» **PASSAGE FOR REVIEW**:
◆ ◆ ◆ ◆

Rite Aid is settling FTC allegations of facial recognition misuse.

Rite Aid Corp. is agreeing to proposed Federal Trade Commission (FTC) restrictions on deploying facial recognition technology in its stores.

In a proposed settlement reached with the FTC on Dec. 19, 2023, the drugstore retailer will be prohibited from using facial recognition technology for surveillance purposes for five years, and will follow certain measures to ensure consumer safety and privacy if it deploys any facial recognition surveillance systems in stores after the ban lifts.

The settlement, which is subject to approval from the court overseeing Rite Aid’s ongoing Chapter 11 bankruptcy proceedings, is in response to an FTC complaint filed in federal court. The complaint alleges that from 2012 to 2020, Rite Aid deployed artificial intelligence (AI)-based facial recognition technology in order to identify customers who may have been engaged in shoplifting or other problematic behavior, but failed to take reasonable measures to prevent harm to consumers.

As a result, the FTC says some Rite Aid shoppers were erroneously accused by employees of wrongdoing because facial recognition technology falsely flagged the consumers as matching someone who had previously been identified as a shoplifter or other troublemaker, with disproportionate impact on people of color.

According to the complaint, Rite Aid contracted with two companies to help create a database of images of individuals considered to be “persons of interest” for criminal activity, along with their names and other information such as any criminal background data. 

The companies collected tens of thousands of images of individuals, many of which were low-quality and came from Rite Aid’s security cameras, employee phone cameras and news stories, generating thousands of false positive matches, according to the complaint.

Rite Aid, which has not used facial recognition technology in its stores since 2020, issued an official response to the proposed settlement.

◆ ◆ ◆ ◆

» **WHAT YOU SHOULD DO**:
Extend the article on Rite Aid's FTC facial recognition settlement, picking up right after its last sentence.

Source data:
◆ ◆ ◆ ◆

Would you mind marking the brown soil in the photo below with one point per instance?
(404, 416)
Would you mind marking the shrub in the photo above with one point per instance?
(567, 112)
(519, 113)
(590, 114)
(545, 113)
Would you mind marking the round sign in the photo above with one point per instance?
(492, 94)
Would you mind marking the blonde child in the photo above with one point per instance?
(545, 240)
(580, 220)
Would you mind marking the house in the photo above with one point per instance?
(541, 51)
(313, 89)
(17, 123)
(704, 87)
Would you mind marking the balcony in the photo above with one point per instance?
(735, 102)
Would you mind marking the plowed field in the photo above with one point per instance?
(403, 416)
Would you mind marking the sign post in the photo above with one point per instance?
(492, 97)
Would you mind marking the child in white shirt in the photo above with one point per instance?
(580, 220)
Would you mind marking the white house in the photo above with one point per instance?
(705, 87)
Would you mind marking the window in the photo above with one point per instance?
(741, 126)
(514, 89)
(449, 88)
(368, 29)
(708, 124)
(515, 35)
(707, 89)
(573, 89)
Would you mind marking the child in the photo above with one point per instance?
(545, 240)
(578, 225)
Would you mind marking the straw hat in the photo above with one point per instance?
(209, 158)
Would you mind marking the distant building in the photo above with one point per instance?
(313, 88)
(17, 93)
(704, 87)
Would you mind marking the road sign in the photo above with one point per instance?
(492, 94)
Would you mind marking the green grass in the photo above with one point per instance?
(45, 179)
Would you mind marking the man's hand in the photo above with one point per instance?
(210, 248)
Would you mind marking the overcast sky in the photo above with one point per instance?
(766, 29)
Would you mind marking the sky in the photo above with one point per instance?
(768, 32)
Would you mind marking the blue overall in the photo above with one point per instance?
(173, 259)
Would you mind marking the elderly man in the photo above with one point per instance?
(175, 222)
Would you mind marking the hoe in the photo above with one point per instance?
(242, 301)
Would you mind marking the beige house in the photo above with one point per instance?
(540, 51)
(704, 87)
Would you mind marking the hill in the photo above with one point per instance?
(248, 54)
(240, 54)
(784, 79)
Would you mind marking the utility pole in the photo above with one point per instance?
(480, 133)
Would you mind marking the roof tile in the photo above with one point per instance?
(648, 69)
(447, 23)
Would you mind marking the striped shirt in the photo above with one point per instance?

◆ ◆ ◆ ◆

» **RESPONSE AREA**:
“We are pleased to reach an agreement with the FTC and put this matter behind us,” Rite Aid said in the statement. “We respect the FTC’s inquiry and are aligned with the agency’s mission to protect consumer privacy. However, we fundamentally disagree with the facial recognition allegations in the agency’s complaint. 

“The allegations relate to a facial recognition technology pilot program the company deployed in a limited number of stores,” Rite Aid said. “Rite Aid stopped using the technology in this small group of stores more than three years ago, before the FTC’s investigation regarding the company’s use of the technology began. As part of the agreement with the FTC, we will continue to enhance and formalize the practices and policies of our comprehensive information security program.”

“Rite Aid's reckless use of facial surveillance systems left its customers facing humiliation and other harms, and its order violations put consumers’ sensitive information at risk," said Samuel Levine, director of the FTC’s Bureau of Consumer Protection, in an official agency press release. “This groundbreaking order makes clear that the commission will be vigilant in protecting the public from unfair biometric surveillance and unfair data security practices.”

Headquartered in Philadelphia, Rite Aid operates more than 2,300 retail pharmacy locations across 17 states. It also operates Seattle-area regional drugstore chain Bartell Drugs, pharmacy benefits company Elixir, and corporate health services provider Health Dialog.